### Task inputs:
--

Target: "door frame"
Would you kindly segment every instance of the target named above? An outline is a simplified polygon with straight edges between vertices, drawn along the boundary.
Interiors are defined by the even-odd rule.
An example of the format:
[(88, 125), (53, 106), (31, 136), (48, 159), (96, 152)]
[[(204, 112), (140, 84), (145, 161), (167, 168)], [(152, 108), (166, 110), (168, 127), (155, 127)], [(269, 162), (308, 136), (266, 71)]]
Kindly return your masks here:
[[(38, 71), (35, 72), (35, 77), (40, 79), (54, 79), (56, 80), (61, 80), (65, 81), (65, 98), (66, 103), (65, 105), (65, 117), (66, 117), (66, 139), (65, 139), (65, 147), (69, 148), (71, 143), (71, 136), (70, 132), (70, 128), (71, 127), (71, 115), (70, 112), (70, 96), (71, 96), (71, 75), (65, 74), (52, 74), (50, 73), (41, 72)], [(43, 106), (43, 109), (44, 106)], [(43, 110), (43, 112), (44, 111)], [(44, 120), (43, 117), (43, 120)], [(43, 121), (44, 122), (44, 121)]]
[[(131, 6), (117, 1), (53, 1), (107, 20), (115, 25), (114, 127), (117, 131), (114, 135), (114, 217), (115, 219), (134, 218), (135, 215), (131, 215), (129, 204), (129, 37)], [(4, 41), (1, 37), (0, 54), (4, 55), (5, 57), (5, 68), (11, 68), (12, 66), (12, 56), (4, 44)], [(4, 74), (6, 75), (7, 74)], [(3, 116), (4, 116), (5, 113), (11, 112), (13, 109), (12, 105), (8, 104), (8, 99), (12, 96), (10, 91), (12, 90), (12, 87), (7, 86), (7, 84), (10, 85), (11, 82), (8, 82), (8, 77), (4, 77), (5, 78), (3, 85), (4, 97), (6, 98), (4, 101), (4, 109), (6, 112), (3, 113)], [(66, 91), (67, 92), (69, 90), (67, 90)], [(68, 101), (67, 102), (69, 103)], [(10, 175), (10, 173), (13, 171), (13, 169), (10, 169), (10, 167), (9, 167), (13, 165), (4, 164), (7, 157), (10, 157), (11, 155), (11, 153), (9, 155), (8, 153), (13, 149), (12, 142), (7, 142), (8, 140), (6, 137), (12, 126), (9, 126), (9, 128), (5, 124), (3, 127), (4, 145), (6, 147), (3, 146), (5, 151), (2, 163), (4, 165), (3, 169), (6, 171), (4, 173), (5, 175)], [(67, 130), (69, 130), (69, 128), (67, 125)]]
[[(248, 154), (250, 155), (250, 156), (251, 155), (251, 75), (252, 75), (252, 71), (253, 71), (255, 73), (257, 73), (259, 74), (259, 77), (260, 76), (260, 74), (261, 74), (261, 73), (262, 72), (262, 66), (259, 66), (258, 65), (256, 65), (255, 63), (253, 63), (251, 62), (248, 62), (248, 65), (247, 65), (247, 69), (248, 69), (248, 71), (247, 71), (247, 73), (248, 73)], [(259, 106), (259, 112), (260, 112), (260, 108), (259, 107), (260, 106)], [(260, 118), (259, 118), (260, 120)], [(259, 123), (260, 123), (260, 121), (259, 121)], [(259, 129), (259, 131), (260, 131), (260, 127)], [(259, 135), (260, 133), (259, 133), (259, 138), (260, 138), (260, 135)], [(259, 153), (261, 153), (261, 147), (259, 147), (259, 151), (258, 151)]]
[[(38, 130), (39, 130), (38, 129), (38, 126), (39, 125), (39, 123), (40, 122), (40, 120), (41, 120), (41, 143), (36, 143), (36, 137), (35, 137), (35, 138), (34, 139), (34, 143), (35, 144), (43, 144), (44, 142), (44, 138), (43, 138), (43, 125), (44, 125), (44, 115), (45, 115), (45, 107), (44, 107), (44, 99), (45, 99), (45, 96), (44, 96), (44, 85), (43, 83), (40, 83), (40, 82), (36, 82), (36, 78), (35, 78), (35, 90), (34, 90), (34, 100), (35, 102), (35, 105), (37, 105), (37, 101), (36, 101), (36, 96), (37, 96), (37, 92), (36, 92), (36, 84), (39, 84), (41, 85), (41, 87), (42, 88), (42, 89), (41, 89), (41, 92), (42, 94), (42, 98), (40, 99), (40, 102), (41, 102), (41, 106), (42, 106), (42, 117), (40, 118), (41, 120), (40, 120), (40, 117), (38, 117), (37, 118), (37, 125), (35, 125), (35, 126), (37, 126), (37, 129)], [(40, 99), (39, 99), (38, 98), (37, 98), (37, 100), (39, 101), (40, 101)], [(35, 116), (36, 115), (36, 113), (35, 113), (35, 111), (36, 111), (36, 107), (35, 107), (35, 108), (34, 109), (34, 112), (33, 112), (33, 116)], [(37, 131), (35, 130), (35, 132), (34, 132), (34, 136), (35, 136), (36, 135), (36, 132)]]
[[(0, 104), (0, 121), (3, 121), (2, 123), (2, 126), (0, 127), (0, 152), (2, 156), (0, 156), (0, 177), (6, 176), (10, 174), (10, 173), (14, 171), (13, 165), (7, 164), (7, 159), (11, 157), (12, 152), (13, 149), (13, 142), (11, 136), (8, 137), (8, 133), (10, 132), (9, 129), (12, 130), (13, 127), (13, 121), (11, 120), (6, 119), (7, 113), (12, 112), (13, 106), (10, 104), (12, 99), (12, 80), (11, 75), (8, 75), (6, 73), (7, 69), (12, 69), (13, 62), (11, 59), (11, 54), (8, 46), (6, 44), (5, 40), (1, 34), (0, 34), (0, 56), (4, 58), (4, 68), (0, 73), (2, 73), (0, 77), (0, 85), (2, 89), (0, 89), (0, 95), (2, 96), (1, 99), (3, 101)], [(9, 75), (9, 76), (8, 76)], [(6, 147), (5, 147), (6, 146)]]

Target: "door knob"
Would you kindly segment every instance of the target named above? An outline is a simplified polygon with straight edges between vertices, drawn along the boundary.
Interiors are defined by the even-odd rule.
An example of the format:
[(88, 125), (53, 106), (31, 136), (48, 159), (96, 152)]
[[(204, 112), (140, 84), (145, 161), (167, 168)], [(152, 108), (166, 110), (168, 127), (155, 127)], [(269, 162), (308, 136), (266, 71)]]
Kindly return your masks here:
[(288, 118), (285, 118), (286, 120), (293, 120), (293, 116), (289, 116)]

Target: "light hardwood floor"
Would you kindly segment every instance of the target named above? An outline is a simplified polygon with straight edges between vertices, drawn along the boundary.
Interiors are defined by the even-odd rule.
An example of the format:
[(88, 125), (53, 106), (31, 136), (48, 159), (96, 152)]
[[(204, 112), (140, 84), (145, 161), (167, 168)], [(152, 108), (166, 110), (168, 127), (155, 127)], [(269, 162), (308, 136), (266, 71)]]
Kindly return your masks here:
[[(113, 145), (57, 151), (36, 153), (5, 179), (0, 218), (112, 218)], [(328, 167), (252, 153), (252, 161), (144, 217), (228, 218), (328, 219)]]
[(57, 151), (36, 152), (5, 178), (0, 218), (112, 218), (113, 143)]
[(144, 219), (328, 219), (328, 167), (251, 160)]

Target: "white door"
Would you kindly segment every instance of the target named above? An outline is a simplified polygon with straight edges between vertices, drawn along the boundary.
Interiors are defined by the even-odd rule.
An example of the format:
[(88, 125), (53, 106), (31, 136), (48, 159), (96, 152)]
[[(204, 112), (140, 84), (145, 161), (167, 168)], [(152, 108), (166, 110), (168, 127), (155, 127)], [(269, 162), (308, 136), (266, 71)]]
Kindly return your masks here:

--

### Goal:
Render the data above as a numbered list, leaving out the blank lines.

### Solution to this task:
1. Target: "door frame"
2. Would you kindly segment every instance of the target named above? An outline is a simplified polygon with straight edges between vertices, drawn along the boundary.
3. Interiors are defined by the even-odd rule.
4. An example of the format:
5. [(88, 125), (53, 106), (31, 136), (48, 159), (96, 152)]
6. [[(204, 112), (140, 84), (145, 161), (167, 168)], [(152, 108), (166, 110), (168, 127), (155, 127)], [(269, 162), (308, 136), (266, 71)]]
7. Kindly return your masks here:
8. [[(38, 71), (35, 72), (35, 77), (40, 79), (54, 79), (56, 80), (61, 80), (65, 81), (65, 98), (66, 103), (65, 105), (65, 117), (66, 117), (66, 139), (65, 139), (65, 147), (69, 148), (71, 143), (71, 136), (70, 132), (70, 128), (71, 127), (71, 115), (70, 112), (70, 96), (71, 96), (71, 75), (65, 74), (52, 74), (50, 73), (41, 72)], [(43, 106), (43, 109), (44, 106)], [(43, 110), (43, 112), (44, 111)], [(44, 120), (43, 117), (43, 120)], [(43, 121), (44, 122), (44, 121)]]
9. [[(131, 6), (117, 1), (53, 1), (107, 20), (115, 25), (114, 127), (117, 131), (114, 135), (114, 217), (115, 219), (134, 218), (135, 215), (131, 215), (129, 204), (129, 37)], [(4, 41), (1, 37), (0, 54), (4, 55), (5, 57), (5, 68), (11, 68), (12, 66), (12, 56), (4, 44)], [(4, 74), (6, 75), (7, 74)], [(3, 116), (4, 116), (5, 113), (11, 112), (13, 109), (12, 105), (8, 104), (8, 99), (12, 96), (10, 91), (12, 90), (12, 87), (7, 86), (7, 84), (10, 85), (11, 82), (8, 82), (8, 77), (4, 77), (5, 78), (3, 85), (4, 97), (6, 98), (4, 101), (4, 109), (6, 112), (3, 113)], [(66, 91), (67, 92), (69, 90), (67, 90)], [(68, 101), (67, 102), (69, 103)], [(10, 175), (10, 173), (13, 171), (13, 169), (10, 169), (10, 167), (9, 167), (13, 165), (4, 164), (7, 157), (10, 157), (11, 155), (11, 153), (9, 155), (8, 153), (13, 149), (12, 142), (7, 142), (8, 140), (6, 137), (12, 126), (9, 126), (9, 128), (5, 124), (3, 127), (4, 145), (6, 147), (3, 146), (5, 151), (2, 163), (4, 165), (3, 169), (6, 171), (4, 173), (5, 175)], [(67, 130), (69, 130), (69, 128), (67, 125)]]
10. [[(248, 154), (250, 155), (250, 156), (251, 155), (251, 75), (252, 75), (252, 71), (253, 71), (255, 73), (257, 73), (259, 74), (259, 77), (260, 76), (260, 74), (261, 74), (261, 73), (262, 72), (262, 66), (259, 66), (258, 65), (256, 65), (255, 63), (253, 63), (251, 62), (248, 62), (248, 65), (247, 65), (247, 69), (248, 69), (248, 71), (247, 71), (247, 73), (248, 73)], [(259, 106), (259, 112), (260, 112), (260, 108), (259, 107), (260, 106)], [(260, 118), (259, 118), (260, 120)], [(259, 123), (260, 123), (260, 121), (259, 121)], [(259, 129), (259, 131), (260, 131), (260, 127)], [(259, 135), (260, 133), (259, 133), (259, 138), (260, 138), (260, 135)], [(259, 153), (261, 153), (261, 147), (259, 147), (259, 151), (258, 151)]]
11. [[(38, 130), (39, 130), (38, 129), (38, 126), (39, 125), (39, 123), (40, 122), (40, 120), (41, 120), (41, 143), (36, 143), (36, 137), (35, 137), (35, 138), (34, 139), (34, 143), (35, 144), (43, 144), (44, 142), (44, 138), (43, 138), (43, 125), (44, 125), (44, 115), (45, 115), (45, 107), (44, 107), (44, 99), (45, 99), (45, 96), (44, 96), (44, 85), (43, 83), (40, 83), (40, 82), (36, 82), (36, 78), (35, 78), (35, 90), (34, 90), (34, 100), (35, 102), (35, 105), (37, 105), (37, 101), (36, 101), (36, 96), (37, 96), (37, 92), (36, 92), (36, 84), (39, 84), (41, 85), (41, 87), (42, 88), (42, 89), (41, 89), (41, 92), (42, 94), (42, 98), (40, 99), (40, 102), (41, 102), (41, 106), (42, 106), (42, 117), (40, 118), (41, 120), (40, 120), (40, 117), (38, 117), (37, 118), (37, 125), (35, 125), (35, 126), (37, 126), (37, 129)], [(40, 99), (39, 99), (38, 98), (37, 98), (37, 100), (39, 101), (40, 101)], [(35, 116), (36, 115), (36, 113), (35, 113), (35, 111), (36, 111), (36, 107), (35, 107), (35, 108), (34, 109), (34, 112), (33, 112), (33, 116)], [(37, 131), (35, 130), (35, 132), (34, 132), (34, 136), (35, 136), (36, 135), (36, 132)]]
12. [[(0, 104), (0, 121), (3, 121), (2, 123), (2, 126), (0, 127), (0, 152), (2, 156), (0, 156), (0, 177), (6, 176), (10, 174), (10, 173), (14, 171), (13, 165), (7, 164), (7, 159), (11, 157), (12, 152), (13, 149), (13, 142), (11, 136), (8, 137), (8, 133), (10, 132), (9, 129), (12, 130), (13, 127), (13, 121), (11, 120), (6, 119), (7, 113), (12, 112), (13, 106), (10, 104), (12, 99), (12, 80), (11, 75), (8, 75), (6, 73), (7, 69), (12, 69), (13, 62), (11, 59), (11, 54), (8, 46), (6, 44), (5, 40), (1, 34), (0, 34), (0, 56), (4, 58), (4, 68), (0, 73), (2, 73), (0, 77), (0, 85), (2, 89), (0, 89), (0, 95), (2, 96), (1, 99), (3, 101)], [(9, 75), (9, 76), (8, 76)], [(6, 147), (5, 147), (6, 146)]]
13. Target: "door knob"
14. Would you kindly segment every instance of the target named above? An outline is a simplified polygon with straight edges between vertices, drawn along the boundary.
15. Interiors are defined by the even-odd rule.
16. An example of the format:
17. [(88, 125), (53, 106), (31, 136), (48, 159), (96, 152)]
18. [[(204, 112), (140, 84), (145, 161), (167, 168)], [(152, 108), (166, 110), (168, 127), (155, 127)], [(269, 162), (308, 136), (266, 71)]]
19. Kindly return your masks here:
20. [(288, 118), (285, 118), (286, 120), (293, 120), (293, 116), (289, 116)]
21. Target: "light hardwood floor"
22. Would you kindly segment every instance of the target named above? An outline is a simplified polygon with straight edges between vertices, drawn along the boundary.
23. Interiors are defined by the even-odd rule.
24. An example of the format:
25. [(88, 125), (53, 106), (31, 136), (48, 159), (96, 152)]
26. [[(204, 112), (140, 84), (145, 161), (167, 168)], [(152, 108), (166, 110), (168, 127), (155, 127)], [(269, 162), (308, 136), (266, 71)]]
27. Kindly return your masks here:
28. [[(113, 145), (57, 151), (36, 153), (5, 179), (0, 218), (112, 218)], [(328, 167), (252, 153), (252, 161), (144, 217), (228, 218), (328, 219)]]
29. [(57, 151), (36, 152), (5, 178), (0, 218), (112, 218), (113, 143)]
30. [(144, 219), (328, 219), (328, 167), (251, 160)]
31. Target: "white door"
32. Would you kindly segment every instance of the target named above? An outline is a simplified polygon with straight edges between vertices, drawn along the boundary.
33. Interiors are defined by the even-odd rule.
34. An example of the format:
35. [(88, 125), (53, 106), (31, 136), (48, 159), (96, 152)]
36. [[(204, 112), (140, 84), (145, 161), (167, 168)], [(152, 108), (166, 110), (168, 127), (155, 127)], [(269, 162), (308, 136), (266, 71)]]
37. Kindly return your masks here:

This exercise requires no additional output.